* START *

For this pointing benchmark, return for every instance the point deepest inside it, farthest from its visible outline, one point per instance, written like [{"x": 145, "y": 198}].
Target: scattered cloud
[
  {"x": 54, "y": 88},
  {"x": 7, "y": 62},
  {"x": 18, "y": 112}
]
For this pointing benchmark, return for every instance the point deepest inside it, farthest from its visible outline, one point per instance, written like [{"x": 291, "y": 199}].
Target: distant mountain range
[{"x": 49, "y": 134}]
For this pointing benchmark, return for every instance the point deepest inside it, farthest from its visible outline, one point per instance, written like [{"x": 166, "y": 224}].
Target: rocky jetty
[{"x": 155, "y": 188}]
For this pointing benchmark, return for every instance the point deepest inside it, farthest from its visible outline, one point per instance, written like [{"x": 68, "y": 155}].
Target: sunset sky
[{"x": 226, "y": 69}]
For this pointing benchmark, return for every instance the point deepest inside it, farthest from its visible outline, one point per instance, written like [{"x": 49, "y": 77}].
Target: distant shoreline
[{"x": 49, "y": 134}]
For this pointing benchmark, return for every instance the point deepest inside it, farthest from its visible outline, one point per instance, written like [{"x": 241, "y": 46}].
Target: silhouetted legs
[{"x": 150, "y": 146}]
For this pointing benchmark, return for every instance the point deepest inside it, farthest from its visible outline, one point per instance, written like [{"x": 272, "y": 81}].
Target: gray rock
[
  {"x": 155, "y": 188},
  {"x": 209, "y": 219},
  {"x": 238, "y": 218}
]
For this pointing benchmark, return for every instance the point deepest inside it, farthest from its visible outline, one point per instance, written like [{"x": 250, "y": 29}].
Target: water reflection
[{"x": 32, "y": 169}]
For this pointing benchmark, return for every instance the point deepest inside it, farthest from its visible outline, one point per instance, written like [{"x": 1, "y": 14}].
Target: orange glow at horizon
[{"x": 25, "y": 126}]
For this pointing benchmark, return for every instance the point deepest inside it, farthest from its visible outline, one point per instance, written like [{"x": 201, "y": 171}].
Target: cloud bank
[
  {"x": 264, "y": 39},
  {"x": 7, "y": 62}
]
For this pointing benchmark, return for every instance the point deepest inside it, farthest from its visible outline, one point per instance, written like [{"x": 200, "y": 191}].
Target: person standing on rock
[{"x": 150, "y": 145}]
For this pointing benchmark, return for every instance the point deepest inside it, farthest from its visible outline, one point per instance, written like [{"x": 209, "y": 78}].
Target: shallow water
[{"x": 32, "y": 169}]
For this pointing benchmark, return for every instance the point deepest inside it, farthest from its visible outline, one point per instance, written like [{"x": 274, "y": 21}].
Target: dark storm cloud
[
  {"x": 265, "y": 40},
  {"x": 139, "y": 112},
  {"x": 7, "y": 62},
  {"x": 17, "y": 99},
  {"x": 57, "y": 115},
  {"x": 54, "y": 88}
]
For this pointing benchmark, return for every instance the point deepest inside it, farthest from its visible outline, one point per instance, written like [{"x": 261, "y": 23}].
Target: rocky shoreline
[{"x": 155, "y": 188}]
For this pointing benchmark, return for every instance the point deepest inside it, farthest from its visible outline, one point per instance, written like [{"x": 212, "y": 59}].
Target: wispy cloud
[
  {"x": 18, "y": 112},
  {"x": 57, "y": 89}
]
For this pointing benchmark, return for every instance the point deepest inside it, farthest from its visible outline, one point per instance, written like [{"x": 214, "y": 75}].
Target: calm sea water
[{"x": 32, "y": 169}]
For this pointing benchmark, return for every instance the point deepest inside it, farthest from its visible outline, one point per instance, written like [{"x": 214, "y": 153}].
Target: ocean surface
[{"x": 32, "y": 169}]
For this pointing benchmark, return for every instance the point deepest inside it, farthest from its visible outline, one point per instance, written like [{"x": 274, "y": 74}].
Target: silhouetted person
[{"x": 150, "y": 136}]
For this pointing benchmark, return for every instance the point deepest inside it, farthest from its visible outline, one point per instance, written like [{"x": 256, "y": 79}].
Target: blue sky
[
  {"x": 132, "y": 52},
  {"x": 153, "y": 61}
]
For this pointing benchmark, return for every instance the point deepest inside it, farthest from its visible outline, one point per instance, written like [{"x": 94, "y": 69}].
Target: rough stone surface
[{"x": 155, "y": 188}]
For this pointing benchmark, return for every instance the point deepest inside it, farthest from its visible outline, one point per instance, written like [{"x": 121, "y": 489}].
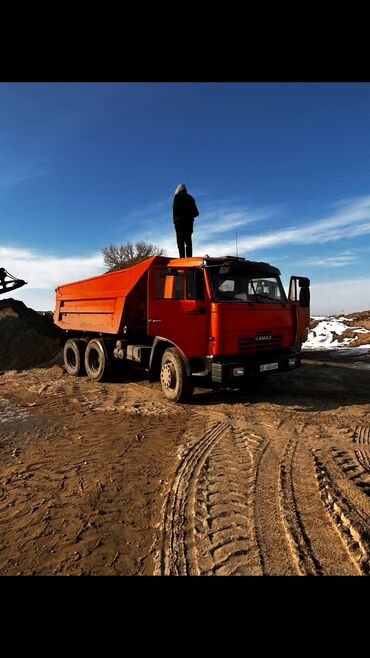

* END *

= Task =
Extract every line of the material above that contains the word "cloud" and copy each one unchanged.

= Correct result =
Target: scattered cloud
Target: cloud bank
Target: dark storm cloud
Target: wispy cloud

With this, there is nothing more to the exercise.